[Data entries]
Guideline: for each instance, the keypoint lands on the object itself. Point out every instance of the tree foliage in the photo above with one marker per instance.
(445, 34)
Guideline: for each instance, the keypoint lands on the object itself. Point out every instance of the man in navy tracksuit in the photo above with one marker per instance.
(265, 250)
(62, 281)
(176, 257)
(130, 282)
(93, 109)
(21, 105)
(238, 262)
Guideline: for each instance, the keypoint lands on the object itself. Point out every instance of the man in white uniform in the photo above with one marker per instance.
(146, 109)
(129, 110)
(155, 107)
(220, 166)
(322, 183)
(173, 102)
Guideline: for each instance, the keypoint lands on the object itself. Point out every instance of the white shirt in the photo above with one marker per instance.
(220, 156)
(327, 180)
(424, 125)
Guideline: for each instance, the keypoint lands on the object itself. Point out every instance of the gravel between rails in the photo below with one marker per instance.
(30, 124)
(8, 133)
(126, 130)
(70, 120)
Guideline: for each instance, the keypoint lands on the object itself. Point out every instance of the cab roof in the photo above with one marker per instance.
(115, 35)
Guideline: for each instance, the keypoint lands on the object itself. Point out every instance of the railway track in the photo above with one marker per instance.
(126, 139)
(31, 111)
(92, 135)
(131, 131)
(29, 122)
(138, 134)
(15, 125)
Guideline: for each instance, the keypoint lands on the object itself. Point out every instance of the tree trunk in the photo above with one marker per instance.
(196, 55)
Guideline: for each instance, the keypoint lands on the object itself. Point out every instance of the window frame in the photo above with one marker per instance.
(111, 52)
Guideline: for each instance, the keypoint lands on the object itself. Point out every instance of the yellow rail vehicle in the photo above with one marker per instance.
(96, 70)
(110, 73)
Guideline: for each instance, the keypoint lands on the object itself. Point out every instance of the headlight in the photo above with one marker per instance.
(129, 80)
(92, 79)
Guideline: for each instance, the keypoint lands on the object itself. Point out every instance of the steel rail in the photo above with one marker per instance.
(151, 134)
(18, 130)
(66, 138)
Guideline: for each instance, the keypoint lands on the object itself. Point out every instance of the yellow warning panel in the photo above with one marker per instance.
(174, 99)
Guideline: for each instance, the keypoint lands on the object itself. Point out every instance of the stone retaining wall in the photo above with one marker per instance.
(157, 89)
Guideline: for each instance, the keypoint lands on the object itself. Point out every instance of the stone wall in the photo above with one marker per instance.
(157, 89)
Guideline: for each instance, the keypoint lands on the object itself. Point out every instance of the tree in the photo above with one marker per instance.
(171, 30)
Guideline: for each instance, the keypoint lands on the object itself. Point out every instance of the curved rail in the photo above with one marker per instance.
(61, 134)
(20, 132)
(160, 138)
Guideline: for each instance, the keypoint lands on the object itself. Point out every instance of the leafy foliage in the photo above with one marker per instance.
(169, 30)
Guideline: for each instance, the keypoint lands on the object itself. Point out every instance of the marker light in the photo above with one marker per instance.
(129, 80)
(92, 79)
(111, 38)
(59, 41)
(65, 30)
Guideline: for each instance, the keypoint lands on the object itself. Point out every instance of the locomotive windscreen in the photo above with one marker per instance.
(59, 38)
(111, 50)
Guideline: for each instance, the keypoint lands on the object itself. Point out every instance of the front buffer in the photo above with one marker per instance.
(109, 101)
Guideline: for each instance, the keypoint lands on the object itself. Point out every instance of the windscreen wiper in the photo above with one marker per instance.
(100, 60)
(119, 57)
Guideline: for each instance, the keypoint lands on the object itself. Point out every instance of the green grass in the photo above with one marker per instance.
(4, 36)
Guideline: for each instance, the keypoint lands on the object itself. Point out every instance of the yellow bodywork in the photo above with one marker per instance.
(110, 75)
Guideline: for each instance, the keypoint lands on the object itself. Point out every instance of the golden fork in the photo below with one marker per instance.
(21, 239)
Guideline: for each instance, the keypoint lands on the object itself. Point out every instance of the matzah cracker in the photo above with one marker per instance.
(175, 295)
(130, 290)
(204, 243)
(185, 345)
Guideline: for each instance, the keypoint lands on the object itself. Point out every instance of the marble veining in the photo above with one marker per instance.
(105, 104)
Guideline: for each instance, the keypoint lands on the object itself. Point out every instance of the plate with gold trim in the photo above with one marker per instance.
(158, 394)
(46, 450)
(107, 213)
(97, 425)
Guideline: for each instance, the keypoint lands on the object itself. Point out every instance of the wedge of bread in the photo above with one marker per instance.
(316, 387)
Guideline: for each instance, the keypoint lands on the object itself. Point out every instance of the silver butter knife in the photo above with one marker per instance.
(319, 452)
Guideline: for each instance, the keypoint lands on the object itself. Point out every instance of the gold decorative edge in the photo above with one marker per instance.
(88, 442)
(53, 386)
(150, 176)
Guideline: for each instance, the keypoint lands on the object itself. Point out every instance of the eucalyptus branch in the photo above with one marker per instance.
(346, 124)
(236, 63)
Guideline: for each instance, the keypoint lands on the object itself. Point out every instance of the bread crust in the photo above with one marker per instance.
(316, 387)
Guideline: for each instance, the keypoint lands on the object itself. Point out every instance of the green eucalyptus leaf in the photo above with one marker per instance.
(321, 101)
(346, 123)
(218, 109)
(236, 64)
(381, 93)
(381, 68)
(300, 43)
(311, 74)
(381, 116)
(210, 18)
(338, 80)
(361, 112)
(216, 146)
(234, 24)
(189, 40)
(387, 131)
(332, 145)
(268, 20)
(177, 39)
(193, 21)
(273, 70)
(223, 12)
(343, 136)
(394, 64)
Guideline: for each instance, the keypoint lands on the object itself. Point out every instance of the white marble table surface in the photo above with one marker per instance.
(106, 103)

#### [What is expected]
Repeat the records exactly, including every line.

#### [Output of the task]
Guideline: for each instance, the keypoint lands on the object itself. Point out every instance of the tree foliage in the photo above with one marker per instance.
(445, 34)
Guideline: for each instance, the keypoint lands on the object itself. Point out every instance of the man in navy tracksuit in the photo above with one marker per instance.
(265, 250)
(62, 281)
(176, 257)
(130, 282)
(93, 109)
(21, 105)
(238, 262)
Guideline: for each instance, the keypoint lands on the object itself. Point out every instance of the man in white uniform in the photo above with one marker per instance.
(146, 109)
(129, 110)
(155, 107)
(220, 166)
(322, 183)
(173, 102)
Guideline: for each instance, the keypoint lands on the object itself. Point out every instance of the white shirt in the photo above with one marker per instance.
(220, 156)
(327, 180)
(424, 125)
Guideline: for each instance, the keypoint lands on the object itself. Point out every instance of the gravel between rails in the photo below with one marker per instance.
(30, 124)
(8, 133)
(126, 130)
(70, 120)
Guideline: for each instance, the keypoint lands on the object itself. Point out every instance of the cab roof in the photo above with one marker per instance.
(115, 35)
Guideline: for each instance, the keypoint lands on the object itself. Point out every instance of the railway track in the photo above with one marker per instance.
(126, 139)
(31, 111)
(92, 135)
(131, 131)
(29, 122)
(138, 134)
(15, 125)
Guideline: for each instance, the keypoint lands on the object itself. Point out every instance of the tree trunk in the photo above with one marker per instance.
(196, 55)
Guideline: for each instance, the keypoint lands on the object itself. Point out every instance of the window frame in the photo above with one marker per instance.
(111, 52)
Guideline: for each instance, the keypoint lands on the object itself. Point out every instance of the yellow rail vehicle in the photo above with one marker per instance.
(96, 70)
(110, 73)
Guideline: for each instance, the keypoint lands on the object itself. Point out every instance of the headlight in the photo above with one marker per instance.
(129, 80)
(92, 79)
Guideline: for each instance, the keypoint lands on the object itself. Point out every instance of the steel rail in the photo above with one marker per instance.
(151, 134)
(18, 130)
(66, 138)
Guideline: for each instance, the keypoint lands on the object itself. Point out every instance of the yellow warning panel in the photo above with one marker per instance.
(174, 99)
Guideline: for each instance, the keypoint lands on the object itself. Point out every instance of the stone retaining wall in the photo above with one marker per instance.
(157, 89)
Guideline: for each instance, the keypoint lands on the object itself. Point out every instance of the stone wall in the photo above with one marker per instance.
(157, 89)
Guideline: for each instance, the keypoint lands on the object itself. Point out every instance of the tree in the photo above with one marker per instance.
(171, 30)
Guideline: for each instance, the keypoint lands on the object itself. Point out every instance of the curved rail in the photo above with one marker per instance.
(61, 134)
(20, 132)
(160, 138)
Guideline: for each instance, the keypoint lands on the object itself. Point out every instance of the leafy foliage in the photo above with one marker per instance.
(169, 30)
Guideline: for each instance, the keypoint lands on the object itself. Point out every instance of the marker light in the photo above with one marker per instance.
(129, 80)
(92, 79)
(111, 38)
(59, 41)
(65, 30)
Guideline: for each instance, the keypoint lands on the object itself. Point out every instance of the locomotive windscreen in the photo above with one marker per instance.
(59, 38)
(111, 50)
Guideline: for each instance, the keypoint lands on the object itself. Point out every instance of the front buffer in the photo above with one marker per instance.
(109, 101)
Guideline: for each instance, the keypoint lands on the object itself. Point out every instance of the windscreen wiper in the photo above with one marker per instance.
(100, 60)
(119, 57)
Guideline: for each instance, the keypoint lands on the object itself. Point out every instance of the green grass in the photo above with one marker per instance.
(4, 36)
Guideline: for each instance, the keypoint lands on the object itself. Point out every instance of the yellow bodywork in the photo above with one marker per instance.
(110, 75)
Guideline: for each instance, the keypoint lands on the object itself. Point out every instance of the golden fork in the photo below with one marker per instance.
(21, 239)
Guideline: for each instance, the keypoint lands on the object itself. Point out every instance of the matzah cracker in the photo above with one marker per instance.
(175, 295)
(130, 290)
(204, 243)
(185, 345)
Guideline: for each instance, the keypoint lands on the object itself. Point out every instance of the marble veining in the photo above with one marker per instance.
(105, 104)
Guideline: for each instance, the keypoint lands on the object itself. Point out every instance of the plate with gold trim in the photo above with one marker per instance.
(158, 394)
(46, 450)
(107, 213)
(97, 425)
Guideline: for each instance, the keypoint lands on the object itself. Point out every instance of the wedge of bread in the photo above with one marker per instance.
(316, 387)
Guideline: for each instance, the keypoint lands on the object itself. Point out every instance of the silver butter knife in the photo above with one marker per instance.
(319, 452)
Guideline: for each instance, the keypoint lands on the object itself. Point out every instance of the gold decorative edge in the photo above with one marker per instance.
(88, 442)
(53, 386)
(150, 176)
Guideline: for each instance, the keypoint lands on the object itself. Point out every instance of the eucalyptus branch in the photo above with one marker per instance.
(346, 124)
(236, 63)
Guideline: for each instance, the keypoint lands on the object itself. Point out every instance of the bread crust in the photo above with one marker per instance.
(316, 387)
Guideline: for each instance, the keypoint lands on the object itself. Point out every instance of the green eucalyptus leaf in the photo above with one marker per instance.
(321, 101)
(346, 123)
(218, 109)
(236, 64)
(381, 93)
(381, 68)
(300, 43)
(311, 74)
(381, 116)
(210, 18)
(338, 80)
(361, 112)
(216, 146)
(234, 24)
(189, 40)
(387, 131)
(332, 145)
(268, 20)
(177, 39)
(193, 21)
(273, 70)
(223, 12)
(343, 136)
(394, 64)
Guideline: for each instance, the keypoint lands on the object itself. Point out every instance of the white marble table surface in the photo above with one marker per instance.
(106, 103)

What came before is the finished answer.